Location annotation dataset excerpts
** START **

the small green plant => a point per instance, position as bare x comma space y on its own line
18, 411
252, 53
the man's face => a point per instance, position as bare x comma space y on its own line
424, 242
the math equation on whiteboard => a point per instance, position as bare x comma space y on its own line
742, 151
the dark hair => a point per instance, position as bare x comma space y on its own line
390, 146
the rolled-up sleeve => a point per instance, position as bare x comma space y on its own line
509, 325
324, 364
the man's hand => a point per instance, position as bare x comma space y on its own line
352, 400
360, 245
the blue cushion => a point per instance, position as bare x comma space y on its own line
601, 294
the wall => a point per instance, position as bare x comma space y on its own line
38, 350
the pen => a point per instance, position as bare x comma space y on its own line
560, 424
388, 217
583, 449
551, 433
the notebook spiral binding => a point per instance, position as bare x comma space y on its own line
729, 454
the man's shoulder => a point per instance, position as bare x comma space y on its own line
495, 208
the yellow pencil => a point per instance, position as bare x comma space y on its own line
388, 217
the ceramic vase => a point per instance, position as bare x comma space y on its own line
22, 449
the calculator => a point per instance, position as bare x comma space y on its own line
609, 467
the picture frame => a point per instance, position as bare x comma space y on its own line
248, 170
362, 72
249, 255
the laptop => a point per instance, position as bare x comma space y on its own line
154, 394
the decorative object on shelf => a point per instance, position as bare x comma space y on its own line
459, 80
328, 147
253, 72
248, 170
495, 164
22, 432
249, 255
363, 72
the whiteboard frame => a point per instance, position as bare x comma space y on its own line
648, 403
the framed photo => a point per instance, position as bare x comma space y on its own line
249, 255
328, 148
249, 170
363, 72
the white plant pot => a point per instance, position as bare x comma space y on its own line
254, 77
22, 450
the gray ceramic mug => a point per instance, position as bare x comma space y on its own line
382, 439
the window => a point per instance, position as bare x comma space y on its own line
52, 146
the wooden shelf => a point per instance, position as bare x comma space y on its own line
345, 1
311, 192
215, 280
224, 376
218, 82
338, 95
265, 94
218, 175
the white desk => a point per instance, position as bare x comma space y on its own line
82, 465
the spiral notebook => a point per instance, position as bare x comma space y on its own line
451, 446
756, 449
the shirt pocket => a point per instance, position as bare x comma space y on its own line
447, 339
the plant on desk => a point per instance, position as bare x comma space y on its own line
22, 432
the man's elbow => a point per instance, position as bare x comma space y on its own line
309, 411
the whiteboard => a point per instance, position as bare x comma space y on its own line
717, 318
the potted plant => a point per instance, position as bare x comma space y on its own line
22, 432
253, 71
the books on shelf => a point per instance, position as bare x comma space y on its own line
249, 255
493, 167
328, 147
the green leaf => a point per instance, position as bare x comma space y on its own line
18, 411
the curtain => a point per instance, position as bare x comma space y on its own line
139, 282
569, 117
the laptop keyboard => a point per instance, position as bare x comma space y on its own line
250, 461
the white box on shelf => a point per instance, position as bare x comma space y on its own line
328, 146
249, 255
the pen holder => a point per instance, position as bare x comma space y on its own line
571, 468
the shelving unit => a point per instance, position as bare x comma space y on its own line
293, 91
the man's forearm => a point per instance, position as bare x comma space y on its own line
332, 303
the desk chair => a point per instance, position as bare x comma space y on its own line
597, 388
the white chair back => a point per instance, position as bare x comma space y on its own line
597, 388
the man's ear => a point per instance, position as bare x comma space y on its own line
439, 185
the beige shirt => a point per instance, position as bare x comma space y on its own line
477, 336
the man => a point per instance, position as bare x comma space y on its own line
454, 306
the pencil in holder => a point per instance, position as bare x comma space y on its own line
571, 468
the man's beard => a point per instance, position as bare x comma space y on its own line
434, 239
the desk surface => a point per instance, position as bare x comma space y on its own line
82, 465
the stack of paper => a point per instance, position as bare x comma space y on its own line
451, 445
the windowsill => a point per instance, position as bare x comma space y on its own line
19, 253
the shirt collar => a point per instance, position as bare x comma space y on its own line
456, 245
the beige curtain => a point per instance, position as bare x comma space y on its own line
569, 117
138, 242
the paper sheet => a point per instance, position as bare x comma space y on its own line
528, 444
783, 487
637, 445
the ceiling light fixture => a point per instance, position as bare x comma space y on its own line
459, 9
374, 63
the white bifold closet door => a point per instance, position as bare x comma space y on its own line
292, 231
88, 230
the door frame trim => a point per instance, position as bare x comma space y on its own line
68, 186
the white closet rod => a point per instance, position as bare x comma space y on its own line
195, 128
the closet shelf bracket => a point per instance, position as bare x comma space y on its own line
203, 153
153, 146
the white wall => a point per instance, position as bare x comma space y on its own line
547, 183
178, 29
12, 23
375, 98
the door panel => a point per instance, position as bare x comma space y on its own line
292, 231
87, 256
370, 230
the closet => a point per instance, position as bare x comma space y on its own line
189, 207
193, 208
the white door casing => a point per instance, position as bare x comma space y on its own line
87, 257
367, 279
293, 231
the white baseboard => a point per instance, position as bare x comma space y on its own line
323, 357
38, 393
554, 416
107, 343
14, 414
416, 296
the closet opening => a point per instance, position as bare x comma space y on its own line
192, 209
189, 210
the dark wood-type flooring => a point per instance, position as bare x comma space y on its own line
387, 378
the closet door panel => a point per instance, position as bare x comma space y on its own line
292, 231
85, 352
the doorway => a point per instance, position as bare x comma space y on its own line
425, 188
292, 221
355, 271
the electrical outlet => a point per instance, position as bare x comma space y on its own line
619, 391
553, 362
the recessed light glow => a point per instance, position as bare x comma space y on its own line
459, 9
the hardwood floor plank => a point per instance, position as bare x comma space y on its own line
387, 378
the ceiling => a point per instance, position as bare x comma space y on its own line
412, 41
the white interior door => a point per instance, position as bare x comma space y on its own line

** END **
** START **

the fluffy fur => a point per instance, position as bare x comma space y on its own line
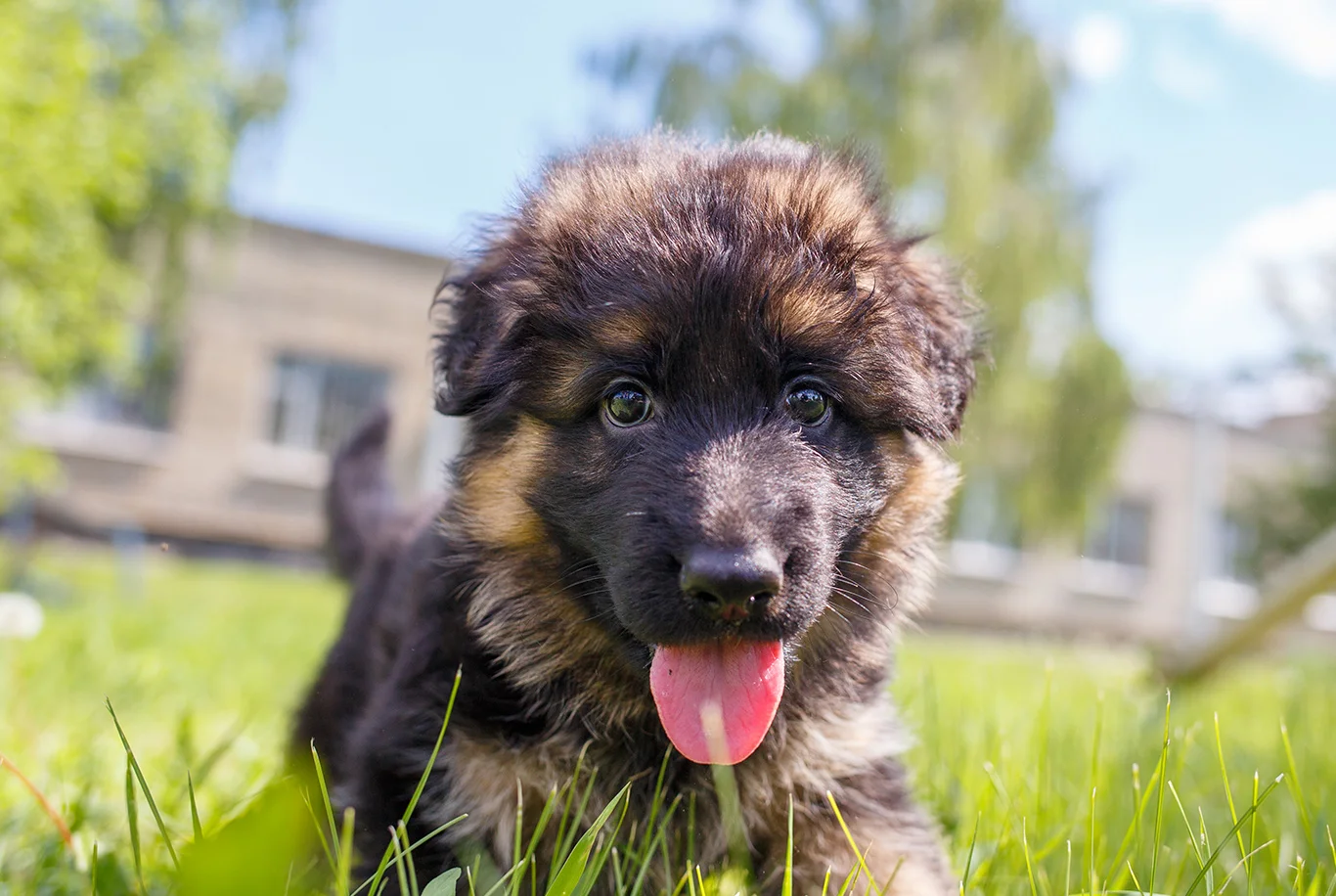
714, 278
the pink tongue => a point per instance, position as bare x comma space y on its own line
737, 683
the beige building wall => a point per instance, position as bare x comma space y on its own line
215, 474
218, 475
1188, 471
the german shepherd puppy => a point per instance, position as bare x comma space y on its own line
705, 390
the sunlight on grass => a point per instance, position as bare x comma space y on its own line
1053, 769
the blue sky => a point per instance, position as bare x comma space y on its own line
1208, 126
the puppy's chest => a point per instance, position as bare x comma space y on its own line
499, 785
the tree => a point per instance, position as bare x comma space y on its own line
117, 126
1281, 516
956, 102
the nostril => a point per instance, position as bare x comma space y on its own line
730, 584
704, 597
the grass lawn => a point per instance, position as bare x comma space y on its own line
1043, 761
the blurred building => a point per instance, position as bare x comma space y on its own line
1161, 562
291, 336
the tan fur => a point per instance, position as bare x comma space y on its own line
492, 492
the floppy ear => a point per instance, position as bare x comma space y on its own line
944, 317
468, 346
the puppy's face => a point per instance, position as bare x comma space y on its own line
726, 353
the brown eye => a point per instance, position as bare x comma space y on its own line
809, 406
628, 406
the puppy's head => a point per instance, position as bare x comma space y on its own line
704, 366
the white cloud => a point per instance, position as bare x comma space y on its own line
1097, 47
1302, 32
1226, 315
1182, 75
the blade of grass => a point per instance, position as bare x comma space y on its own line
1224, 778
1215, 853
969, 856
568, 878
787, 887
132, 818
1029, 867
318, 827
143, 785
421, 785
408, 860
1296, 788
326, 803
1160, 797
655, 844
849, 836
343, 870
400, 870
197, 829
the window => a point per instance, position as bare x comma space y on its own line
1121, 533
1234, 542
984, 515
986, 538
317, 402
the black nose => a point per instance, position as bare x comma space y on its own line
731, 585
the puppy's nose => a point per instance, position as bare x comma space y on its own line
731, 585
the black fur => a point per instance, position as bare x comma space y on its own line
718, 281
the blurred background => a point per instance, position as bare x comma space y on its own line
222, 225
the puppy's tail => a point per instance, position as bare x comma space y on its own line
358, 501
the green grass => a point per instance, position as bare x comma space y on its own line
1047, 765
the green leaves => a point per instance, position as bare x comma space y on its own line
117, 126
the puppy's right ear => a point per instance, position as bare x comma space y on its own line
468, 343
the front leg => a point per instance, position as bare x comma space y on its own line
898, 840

** END **
** START **

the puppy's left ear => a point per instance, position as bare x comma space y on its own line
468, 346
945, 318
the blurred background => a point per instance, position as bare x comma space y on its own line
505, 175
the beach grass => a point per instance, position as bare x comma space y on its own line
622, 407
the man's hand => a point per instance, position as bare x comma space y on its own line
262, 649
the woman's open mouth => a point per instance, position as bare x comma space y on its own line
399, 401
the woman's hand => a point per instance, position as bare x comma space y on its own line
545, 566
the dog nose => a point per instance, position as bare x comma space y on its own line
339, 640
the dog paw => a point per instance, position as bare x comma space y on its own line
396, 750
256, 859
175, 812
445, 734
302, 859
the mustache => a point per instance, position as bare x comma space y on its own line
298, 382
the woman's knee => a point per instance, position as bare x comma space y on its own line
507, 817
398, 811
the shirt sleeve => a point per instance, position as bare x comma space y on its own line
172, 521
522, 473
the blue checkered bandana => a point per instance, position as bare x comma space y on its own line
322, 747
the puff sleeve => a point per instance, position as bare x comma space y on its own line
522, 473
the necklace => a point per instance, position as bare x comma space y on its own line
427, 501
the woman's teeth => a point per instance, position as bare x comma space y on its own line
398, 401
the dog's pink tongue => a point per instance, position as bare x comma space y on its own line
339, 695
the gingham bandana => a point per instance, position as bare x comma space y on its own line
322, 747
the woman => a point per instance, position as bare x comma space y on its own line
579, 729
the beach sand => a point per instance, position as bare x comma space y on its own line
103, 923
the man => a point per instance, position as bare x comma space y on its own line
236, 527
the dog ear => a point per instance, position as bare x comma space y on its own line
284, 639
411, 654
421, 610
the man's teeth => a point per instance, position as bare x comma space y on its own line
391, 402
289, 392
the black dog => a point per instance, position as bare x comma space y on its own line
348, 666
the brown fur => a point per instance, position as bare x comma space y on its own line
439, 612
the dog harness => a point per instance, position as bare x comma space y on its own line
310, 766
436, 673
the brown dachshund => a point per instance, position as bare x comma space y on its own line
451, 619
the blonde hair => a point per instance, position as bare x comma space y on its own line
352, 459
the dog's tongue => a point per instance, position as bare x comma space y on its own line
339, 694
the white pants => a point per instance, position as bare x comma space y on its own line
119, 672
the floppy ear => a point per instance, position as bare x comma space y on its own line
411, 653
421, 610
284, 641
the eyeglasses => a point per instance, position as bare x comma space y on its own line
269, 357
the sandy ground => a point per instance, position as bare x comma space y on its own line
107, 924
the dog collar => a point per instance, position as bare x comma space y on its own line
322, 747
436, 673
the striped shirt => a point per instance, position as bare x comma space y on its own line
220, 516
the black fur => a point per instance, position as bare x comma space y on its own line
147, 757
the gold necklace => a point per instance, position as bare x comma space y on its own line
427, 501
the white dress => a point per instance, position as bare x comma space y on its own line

** END **

_Your objective_. Pull out every line of the rows that contains the word "pencil", treating uppercase and lowercase as different.

_Answer_.
the yellow pencil => a point per instance, position as bare x comma space y on its own line
the pencil in holder => a point per instance, position as bare x comma space y on its own line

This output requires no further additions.